-- Start of TEXT TO READ --

Formula: NBR = (NIR - SWIR2) / (NIR + SWIR2) Used for burn severity and post-fire change detection. Typical interpretation (pre-fire vs post-fire):

  • Healthy vegetation (pre-fire): high positive (≈0.4 – 0.7)
  • Recently burned areas: strong drop; post-fire NBR often < 0.1 or negative Change analysis often uses ΔNBR (pre - post). Common burn severity thresholds (example ranges, refine per study):
  • ΔNBR > 0.66: High severity
  • 0.44 – 0.66: Moderate-high
  • 0.27 – 0.44: Moderate-low
  • 0.1 – 0.27: Low severity
  • < 0.1: Unburned / noise

NDMI

Formula: NDMI = (NIR - SWIR1) / (NIR + SWIR1) Moisture / canopy water content indicator. Typical interpretation:

  • High positive (>0.3): Moist / healthy canopy (leaf water content high)

-- End of TEXT TO READ --
-- Start of ENTRIES PROVIDED --

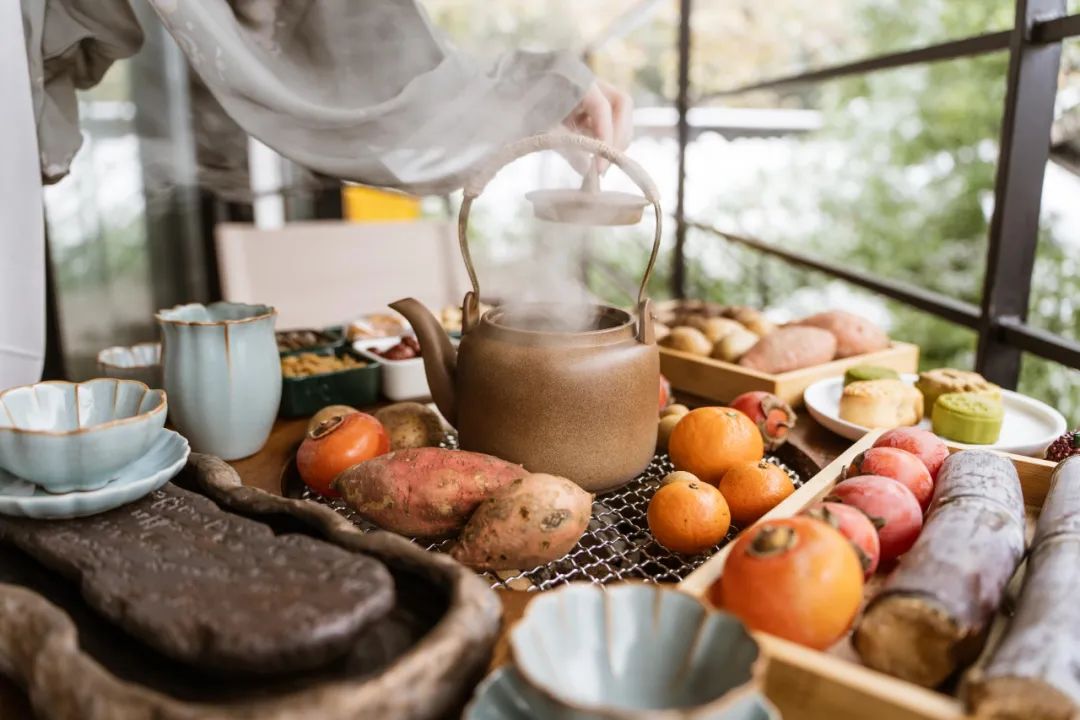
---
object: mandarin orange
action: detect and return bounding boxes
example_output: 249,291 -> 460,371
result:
718,460 -> 795,528
667,407 -> 765,485
647,480 -> 731,555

-- End of ENTRIES PROVIDED --

**SET OF TASKS**
- a) In the spectral index notes above, rewrite the paragraph beginning "Formula: NBR = (NIR - SWIR2)" in a shorter form, keeping the formula and what the index is used for.
- b) Name every burn severity class that the spectral index notes give in the ΔNBR threshold ranges.
- c) From the spectral index notes, retype everything from "Formula: NBR = (NIR" down to "positive (≈0.4 – 0.7)".

**SOLVED TASKS**
- a) NBR = (NIR - SWIR2) / (NIR + SWIR2). It measures burn severity and detects post-fire change by comparing pre-fire and post-fire values.

- b)
- High severity
- Moderate-high
- Moderate-low
- Low severity
- Unburned / noise

- c)
Formula: NBR = (NIR - SWIR2) / (NIR + SWIR2) Used for burn severity and post-fire change detection. Typical interpretation (pre-fire vs post-fire):

  • Healthy vegetation (pre-fire): high positive (≈0.4 – 0.7)